→ ESTRATTO DELLA FONTE
........
Il capo di imputazione si imperniava esclusivamente su una forzata interpretazione del disposto combinato di cui agli artt. 41 e 113 del codice penale in forza del quale era stata – da parte della Prucura - individuata una responsabilità del nostro assistito nella causazione della morte di due persone e del ferimento di altre quattro.

L’accusa ha dato per certa la colpa del Monauni nella causazione del primo sinistro poiché secondo la Perizia Bardazza l’imputato avrebbe violato una norma cautelare, non adeguando la velocità alle condizioni della strada.

Al di là degli aspetti tecnici circa l'attribuzione delle responsabilità nella causazione del sinistro, esposte dall'Avv. Giorgia Franco, nell'arringa gli Avv.ti Renato e Rita Musella hanno invece affrontato l’erroneità della applicazione al caso di specie dell’art. 41 c.p. cavalcata dall'accusa.

La difesa dell'imputato evidenziava come sostenere la responsabilità dell'imputato per le morti e le lesioni sulla base del fatto che avesse causato il sinistro (il che non era) fosse un vero assurdo, visto che il sinistro era stato alquanto banale, tant'è che da questo incidente uscirono tutti illesi.

Con la causazione del sinistro si era concluso il primo scenario e qui si esaurivano tutte le eventuali responsabilità dell'imputato.

Dalla presunta violazione della norma cautelare del Codice della Strada posta in essere dunque non era derivato né l’evento morte né l’evento lesioni.

Sul punto si richiamava la copiosa giurisprudenza di Cassazione secondo la quale in materia di incidenti da circolazione stradale e anche nelle specifiche ipotesi in cui sia contestato un omicidio colposo l’accertata sussistenza di una condotta antigiuridica di uno degli utenti della strada con violazione di specifiche norme di legge o di precetti di comune prudenza non può di per sé far presumere l’esistenza della causalità tra il suo comportamento e l’evento dannoso.
........
→ ELENCO DEI DATI
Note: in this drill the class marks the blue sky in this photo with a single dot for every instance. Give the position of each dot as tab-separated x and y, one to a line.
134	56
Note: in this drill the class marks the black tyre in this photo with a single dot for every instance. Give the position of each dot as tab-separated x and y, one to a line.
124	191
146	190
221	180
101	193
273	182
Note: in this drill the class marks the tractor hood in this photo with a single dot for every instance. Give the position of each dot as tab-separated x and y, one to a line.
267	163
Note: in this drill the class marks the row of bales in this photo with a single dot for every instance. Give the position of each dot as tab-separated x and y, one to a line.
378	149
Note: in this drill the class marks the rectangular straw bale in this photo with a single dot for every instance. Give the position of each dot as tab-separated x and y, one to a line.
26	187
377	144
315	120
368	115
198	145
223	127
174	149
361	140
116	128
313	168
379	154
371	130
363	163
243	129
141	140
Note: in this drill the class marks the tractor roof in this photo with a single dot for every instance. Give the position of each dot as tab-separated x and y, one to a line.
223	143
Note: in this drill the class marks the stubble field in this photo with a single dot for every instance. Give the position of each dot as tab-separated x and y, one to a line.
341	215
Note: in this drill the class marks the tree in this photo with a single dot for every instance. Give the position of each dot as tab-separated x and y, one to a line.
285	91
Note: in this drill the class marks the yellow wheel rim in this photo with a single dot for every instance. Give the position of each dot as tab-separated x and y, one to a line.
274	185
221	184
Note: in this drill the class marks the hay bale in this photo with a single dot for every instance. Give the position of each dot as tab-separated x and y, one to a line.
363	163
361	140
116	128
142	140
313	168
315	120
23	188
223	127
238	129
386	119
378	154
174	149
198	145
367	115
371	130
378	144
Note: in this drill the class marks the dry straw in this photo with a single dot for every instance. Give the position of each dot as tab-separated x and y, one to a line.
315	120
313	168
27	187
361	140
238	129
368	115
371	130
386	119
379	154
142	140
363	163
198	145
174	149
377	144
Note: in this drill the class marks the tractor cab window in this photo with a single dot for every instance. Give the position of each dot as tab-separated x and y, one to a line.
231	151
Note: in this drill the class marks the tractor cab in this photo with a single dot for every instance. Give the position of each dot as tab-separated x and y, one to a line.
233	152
........
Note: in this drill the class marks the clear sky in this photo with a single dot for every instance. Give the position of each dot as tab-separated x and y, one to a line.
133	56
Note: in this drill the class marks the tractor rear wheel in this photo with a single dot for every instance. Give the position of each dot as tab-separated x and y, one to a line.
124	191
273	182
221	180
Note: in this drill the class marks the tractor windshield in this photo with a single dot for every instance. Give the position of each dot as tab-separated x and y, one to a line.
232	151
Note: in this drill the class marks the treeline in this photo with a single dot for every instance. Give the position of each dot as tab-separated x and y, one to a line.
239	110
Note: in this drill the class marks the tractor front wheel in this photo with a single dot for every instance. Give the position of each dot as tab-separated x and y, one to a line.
........
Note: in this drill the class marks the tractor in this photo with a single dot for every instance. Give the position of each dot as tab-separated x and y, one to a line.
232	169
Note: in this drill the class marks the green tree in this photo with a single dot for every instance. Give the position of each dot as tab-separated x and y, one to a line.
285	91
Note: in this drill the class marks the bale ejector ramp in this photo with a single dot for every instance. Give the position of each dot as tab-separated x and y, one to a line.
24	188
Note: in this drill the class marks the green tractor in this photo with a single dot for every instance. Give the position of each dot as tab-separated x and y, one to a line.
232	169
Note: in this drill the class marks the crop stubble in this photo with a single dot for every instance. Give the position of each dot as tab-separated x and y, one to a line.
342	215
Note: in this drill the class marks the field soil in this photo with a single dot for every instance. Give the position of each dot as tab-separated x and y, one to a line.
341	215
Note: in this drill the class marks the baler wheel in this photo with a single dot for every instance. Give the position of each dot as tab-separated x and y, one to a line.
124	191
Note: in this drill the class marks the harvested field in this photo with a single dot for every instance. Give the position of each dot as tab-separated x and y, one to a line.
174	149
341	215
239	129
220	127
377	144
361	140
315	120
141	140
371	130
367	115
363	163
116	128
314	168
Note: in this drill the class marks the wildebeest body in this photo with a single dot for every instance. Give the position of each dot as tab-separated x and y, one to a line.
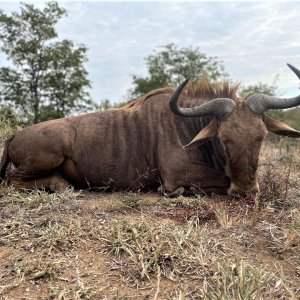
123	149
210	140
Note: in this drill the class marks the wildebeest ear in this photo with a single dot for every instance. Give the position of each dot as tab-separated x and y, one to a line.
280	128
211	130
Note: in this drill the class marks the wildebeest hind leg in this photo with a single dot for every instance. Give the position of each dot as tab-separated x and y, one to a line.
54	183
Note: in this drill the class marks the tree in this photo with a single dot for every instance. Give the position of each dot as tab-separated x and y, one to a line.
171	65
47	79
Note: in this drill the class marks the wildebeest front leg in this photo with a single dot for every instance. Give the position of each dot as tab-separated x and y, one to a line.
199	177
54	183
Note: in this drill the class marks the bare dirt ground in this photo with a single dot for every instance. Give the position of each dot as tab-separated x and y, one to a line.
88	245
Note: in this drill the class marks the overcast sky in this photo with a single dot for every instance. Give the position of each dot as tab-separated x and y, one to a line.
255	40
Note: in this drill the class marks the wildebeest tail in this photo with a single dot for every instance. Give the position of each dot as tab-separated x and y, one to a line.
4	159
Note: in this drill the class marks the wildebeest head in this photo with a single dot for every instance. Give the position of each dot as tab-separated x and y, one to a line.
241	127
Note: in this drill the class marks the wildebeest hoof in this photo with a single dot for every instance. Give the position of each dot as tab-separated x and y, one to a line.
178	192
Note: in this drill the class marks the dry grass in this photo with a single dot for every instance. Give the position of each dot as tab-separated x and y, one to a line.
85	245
........
→ ESERCIZI DA SVOLGERE
1. Estragga dalle voci, riportandole identiche, le righe che vanno dalla riga contenente "Note: in this drill the class marks the treeline" alla riga contenente "Note: in this drill the class marks the tractor front", entrambe comprese.
2. Prosegua l'estratto sulla difesa dell'imputato nel processo per il sinistro stradale, riprendendo dopo l'ultima frase riportata.

→ RISULTATI DEGLI ESERCIZI
1.
Note: in this drill the class marks the treeline in this photo with a single dot for every instance. Give the position of each dot as tab-separated x and y, one to a line.
239	110
Note: in this drill the class marks the tractor front wheel in this photo with a single dot for every instance. Give the position of each dot as tab-separated x and y, one to a line.

2.
Quest’ultimo infatti va sempre provato e non semplicemente presupposto e si deve escludere quando sia dimostrato che l’incidente si sarebbe ugualmente verificato senza quella condotta o, come nel caso di specie, è stato comunque determinato da una causa diversa e fra un istante vedremo perché e quali sono state le cause diverse.

Come noto, il principio della condicio sine qua ritenuto applicabile dall’accusa nella fattispecie che ci occupa, ovvero il principio secondo cui qualunque comportamento che ha influito sul verificarsi dell’evento ne costituisce causa indipendentemente dal concorso di altre circostanze è temperato dalla previsione del secondo comma dell’art. 41 c.p. a norma del quale le causa sopravvenute escludono il nesso di causalità quando sono state da sole sufficienti a determinare l’evento. Tutto ciò si iscrive nell’assodato indirizzo giurisprudenziale che ritiene integrato il nesso di causalità ex artt. 40 e 41 del c.p. nell’omicidio colposo solo quando la causa principale dell’evento morte sia da ravvisarsi nel comportamento negligente o imprudente del soggetto agente.

Del resto si evidenziava come sarebbe stato assolutamente iniquo punire chi abbia fornito soltanto uno spunto ad una libera e consapevole auto-esposizione della vittima al pericolo.

Veniva opportunamente evidenziato al Tribunale come fortunatamente esista un principio di auto-responsabilità che impedisce l’imputazione dell’evento a chi con l’evento centra solo superficialmente.

Consci del fatto che in morte nihil sine bene, è stato davvero doloroso per questa difesa parlare di responsabilità relativamente a persone che non ci sono più, ma con tutto il rispetto per le vittime ed i loro parenti, doveva essere assicurata al Giudice una sana e veritiera ricostruzione dei fatti.

Diversamente il nostro assistito avrebbe rischiato di pagare per scelte e valutazioni liberamente ed arbitrariamente compiute dalle vittime che hanno violato elementari norme di condotta ed auto-conservazione. Nessuno deve pagare per errori e colpe che non sono sue.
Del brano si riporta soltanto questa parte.